___ Extracted entries ___
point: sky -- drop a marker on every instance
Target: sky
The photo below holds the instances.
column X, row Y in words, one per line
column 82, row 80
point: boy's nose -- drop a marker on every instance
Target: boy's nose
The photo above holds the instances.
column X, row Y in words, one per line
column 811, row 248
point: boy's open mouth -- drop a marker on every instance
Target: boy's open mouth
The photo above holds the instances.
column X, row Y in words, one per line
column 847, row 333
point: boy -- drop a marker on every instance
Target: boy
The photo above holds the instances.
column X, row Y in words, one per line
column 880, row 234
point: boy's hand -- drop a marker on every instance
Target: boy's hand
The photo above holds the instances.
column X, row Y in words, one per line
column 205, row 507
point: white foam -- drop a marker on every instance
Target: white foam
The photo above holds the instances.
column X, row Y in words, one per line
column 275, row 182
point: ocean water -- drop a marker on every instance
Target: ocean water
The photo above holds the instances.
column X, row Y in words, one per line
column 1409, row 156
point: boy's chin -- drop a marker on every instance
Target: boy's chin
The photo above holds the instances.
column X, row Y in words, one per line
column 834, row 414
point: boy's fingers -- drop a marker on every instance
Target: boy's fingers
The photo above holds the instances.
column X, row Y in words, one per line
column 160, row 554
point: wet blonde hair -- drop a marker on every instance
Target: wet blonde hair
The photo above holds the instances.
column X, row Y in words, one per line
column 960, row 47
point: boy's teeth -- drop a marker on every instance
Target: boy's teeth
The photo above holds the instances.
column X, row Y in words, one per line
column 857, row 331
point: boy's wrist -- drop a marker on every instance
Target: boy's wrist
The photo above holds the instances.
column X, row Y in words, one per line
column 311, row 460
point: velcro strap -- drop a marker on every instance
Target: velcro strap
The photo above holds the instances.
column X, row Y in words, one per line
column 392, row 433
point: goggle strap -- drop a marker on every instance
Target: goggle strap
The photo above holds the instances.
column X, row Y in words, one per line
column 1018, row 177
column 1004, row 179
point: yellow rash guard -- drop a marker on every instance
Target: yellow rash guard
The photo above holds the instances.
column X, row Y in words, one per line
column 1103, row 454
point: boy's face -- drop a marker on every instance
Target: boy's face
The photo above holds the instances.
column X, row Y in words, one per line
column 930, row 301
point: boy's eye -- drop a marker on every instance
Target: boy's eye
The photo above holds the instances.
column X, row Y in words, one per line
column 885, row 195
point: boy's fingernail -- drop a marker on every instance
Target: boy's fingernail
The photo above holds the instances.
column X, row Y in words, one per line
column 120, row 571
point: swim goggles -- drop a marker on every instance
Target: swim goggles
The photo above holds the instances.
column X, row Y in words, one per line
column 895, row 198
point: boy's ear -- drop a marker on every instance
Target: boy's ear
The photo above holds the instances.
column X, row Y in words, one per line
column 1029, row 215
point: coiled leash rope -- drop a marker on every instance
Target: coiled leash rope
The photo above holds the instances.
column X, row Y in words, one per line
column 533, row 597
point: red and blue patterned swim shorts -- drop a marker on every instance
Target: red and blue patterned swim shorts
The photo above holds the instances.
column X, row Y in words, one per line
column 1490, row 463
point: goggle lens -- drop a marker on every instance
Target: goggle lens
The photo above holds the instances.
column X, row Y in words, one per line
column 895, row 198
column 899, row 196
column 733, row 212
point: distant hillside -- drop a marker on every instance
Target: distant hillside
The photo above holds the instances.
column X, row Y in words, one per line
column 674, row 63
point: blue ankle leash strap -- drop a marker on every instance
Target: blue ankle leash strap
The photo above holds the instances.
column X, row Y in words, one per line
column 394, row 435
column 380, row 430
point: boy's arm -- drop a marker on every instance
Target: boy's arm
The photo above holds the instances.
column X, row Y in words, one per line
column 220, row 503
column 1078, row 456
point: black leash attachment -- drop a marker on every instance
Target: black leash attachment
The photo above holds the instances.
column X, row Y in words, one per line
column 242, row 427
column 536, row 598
___
What you are asked to do
From the data above, copy each line that holds "strap".

Answer for the task
point: velcro strap -- drop a marker on every instance
Target: velcro strap
point: goggle strap -- drop a marker on every instance
Target: goggle strap
point: blue ankle leash strap -- drop a marker on every instance
Target: blue ankle leash strap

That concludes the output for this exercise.